▶ Work to do
Retype each entry below exactly as it stands.

******************************

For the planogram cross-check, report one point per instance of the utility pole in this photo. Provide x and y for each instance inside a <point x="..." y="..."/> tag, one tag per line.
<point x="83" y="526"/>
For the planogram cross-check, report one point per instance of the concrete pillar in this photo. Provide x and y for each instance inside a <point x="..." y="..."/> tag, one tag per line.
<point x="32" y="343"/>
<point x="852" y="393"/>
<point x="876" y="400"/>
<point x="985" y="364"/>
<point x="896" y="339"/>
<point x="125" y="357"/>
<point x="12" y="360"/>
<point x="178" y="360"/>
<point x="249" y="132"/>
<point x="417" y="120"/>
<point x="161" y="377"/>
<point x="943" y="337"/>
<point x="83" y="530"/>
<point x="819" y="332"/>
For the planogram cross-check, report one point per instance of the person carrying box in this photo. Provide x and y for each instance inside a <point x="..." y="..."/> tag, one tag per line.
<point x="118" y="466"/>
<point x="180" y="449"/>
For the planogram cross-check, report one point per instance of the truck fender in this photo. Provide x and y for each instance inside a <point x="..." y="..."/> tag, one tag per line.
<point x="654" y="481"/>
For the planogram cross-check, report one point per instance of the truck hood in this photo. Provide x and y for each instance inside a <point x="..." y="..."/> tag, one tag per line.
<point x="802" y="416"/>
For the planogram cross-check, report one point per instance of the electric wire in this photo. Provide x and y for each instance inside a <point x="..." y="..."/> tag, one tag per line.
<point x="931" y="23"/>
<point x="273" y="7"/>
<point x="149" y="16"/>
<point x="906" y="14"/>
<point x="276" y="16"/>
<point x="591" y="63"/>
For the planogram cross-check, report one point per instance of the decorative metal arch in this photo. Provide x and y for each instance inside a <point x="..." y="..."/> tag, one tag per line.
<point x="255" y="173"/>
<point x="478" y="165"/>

******************************

▶ Full output
For the planogram cross-check, report one point per instance of the utility pole in this photo. Provide x and y for each instance inside a <point x="..." y="..."/> tag, one tag per line.
<point x="83" y="526"/>
For the planogram cross-check, report one point per instance of the concrete pillar in this photo. Provide x and y for each instance inside a <point x="..." y="..."/> tag, one tag per line.
<point x="32" y="343"/>
<point x="852" y="393"/>
<point x="876" y="400"/>
<point x="985" y="364"/>
<point x="896" y="339"/>
<point x="125" y="357"/>
<point x="12" y="360"/>
<point x="178" y="360"/>
<point x="249" y="132"/>
<point x="417" y="120"/>
<point x="161" y="377"/>
<point x="943" y="337"/>
<point x="83" y="530"/>
<point x="819" y="332"/>
For the planogram cross-check, report one point per instance of the person carrying box in this photo. Provide x and y for each instance inside a <point x="..." y="..."/> tag, one tag per line.
<point x="118" y="466"/>
<point x="180" y="449"/>
For the planogram cross-check, report one point per instance of the truck fender in this photo. Provide x and y for each instance inside a <point x="..." y="..."/> tag, one tag per line.
<point x="654" y="481"/>
For the planogram cross-check, report one point per instance of the truck hood in this photo. Provide x and y for each instance inside a <point x="..." y="..."/> tag, one tag per line.
<point x="802" y="416"/>
For the planogram cross-check, report one point per instance of the electric wire in this photo. Provide x and y for each instance inside a <point x="..." y="..."/> tag, one tag per line.
<point x="931" y="23"/>
<point x="273" y="7"/>
<point x="149" y="16"/>
<point x="906" y="14"/>
<point x="276" y="16"/>
<point x="591" y="63"/>
For the planogram cross-check, report one point per instance of the decorative metal arch in this photo. Provide x and y for each instance inside a <point x="..." y="..."/> tag, one tag per line.
<point x="255" y="173"/>
<point x="478" y="165"/>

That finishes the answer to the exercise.